[SHORT EXERCISE] Reproduce the records verbatim, starting at the line that contains "[locate] short black" and ending at the final line of the records.

[DATA FOR THIS TASK]
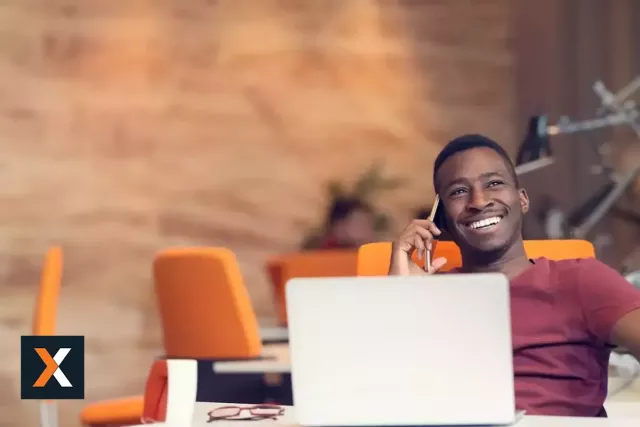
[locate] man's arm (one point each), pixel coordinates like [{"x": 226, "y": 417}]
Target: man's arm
[
  {"x": 611, "y": 305},
  {"x": 626, "y": 332}
]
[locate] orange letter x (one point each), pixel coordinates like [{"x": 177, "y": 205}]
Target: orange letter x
[{"x": 46, "y": 375}]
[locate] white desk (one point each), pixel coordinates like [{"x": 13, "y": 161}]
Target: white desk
[
  {"x": 276, "y": 333},
  {"x": 278, "y": 361},
  {"x": 201, "y": 409}
]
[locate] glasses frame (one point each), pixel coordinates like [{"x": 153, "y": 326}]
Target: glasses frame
[{"x": 251, "y": 409}]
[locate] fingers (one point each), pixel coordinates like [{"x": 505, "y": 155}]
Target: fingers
[
  {"x": 418, "y": 235},
  {"x": 437, "y": 264},
  {"x": 427, "y": 225}
]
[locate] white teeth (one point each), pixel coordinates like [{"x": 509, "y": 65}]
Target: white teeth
[{"x": 485, "y": 222}]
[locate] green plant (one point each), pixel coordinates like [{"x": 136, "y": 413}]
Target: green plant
[{"x": 367, "y": 187}]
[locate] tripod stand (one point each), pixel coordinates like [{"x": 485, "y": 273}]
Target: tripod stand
[{"x": 615, "y": 110}]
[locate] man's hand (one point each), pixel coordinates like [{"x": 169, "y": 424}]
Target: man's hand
[{"x": 417, "y": 236}]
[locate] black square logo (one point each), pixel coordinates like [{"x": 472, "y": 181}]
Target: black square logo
[{"x": 52, "y": 367}]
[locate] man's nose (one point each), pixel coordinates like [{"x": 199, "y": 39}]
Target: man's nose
[{"x": 478, "y": 200}]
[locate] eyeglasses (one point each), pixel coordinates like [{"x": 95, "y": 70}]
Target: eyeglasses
[{"x": 257, "y": 412}]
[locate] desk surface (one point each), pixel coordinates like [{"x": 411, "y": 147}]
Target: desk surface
[
  {"x": 201, "y": 409},
  {"x": 277, "y": 361}
]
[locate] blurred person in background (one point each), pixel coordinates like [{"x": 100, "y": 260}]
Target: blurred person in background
[{"x": 349, "y": 224}]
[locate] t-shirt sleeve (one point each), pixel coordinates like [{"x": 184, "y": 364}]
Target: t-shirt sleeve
[{"x": 605, "y": 296}]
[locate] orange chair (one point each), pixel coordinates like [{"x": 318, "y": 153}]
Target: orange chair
[
  {"x": 45, "y": 315},
  {"x": 373, "y": 258},
  {"x": 133, "y": 410},
  {"x": 205, "y": 309},
  {"x": 325, "y": 263}
]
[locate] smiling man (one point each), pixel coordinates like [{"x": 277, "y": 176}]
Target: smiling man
[{"x": 566, "y": 315}]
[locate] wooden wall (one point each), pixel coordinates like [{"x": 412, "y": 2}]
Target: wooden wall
[{"x": 131, "y": 125}]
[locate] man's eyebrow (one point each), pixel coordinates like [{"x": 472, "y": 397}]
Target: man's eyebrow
[{"x": 464, "y": 180}]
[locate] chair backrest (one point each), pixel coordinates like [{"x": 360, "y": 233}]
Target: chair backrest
[
  {"x": 322, "y": 263},
  {"x": 45, "y": 315},
  {"x": 205, "y": 309},
  {"x": 373, "y": 258},
  {"x": 45, "y": 312}
]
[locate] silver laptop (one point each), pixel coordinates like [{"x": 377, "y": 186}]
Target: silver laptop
[{"x": 402, "y": 351}]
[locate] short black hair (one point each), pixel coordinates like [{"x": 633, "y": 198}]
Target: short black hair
[
  {"x": 467, "y": 142},
  {"x": 344, "y": 206}
]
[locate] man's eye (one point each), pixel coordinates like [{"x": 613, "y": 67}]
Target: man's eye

[WRITTEN RESPONSE]
[locate] short black hair (one point each), pixel coordinates like [{"x": 633, "y": 198}]
Target: short black hair
[
  {"x": 467, "y": 142},
  {"x": 344, "y": 206}
]
[locate] man's eye (one point each), pixel coordinates like [{"x": 613, "y": 67}]
Target: man's eye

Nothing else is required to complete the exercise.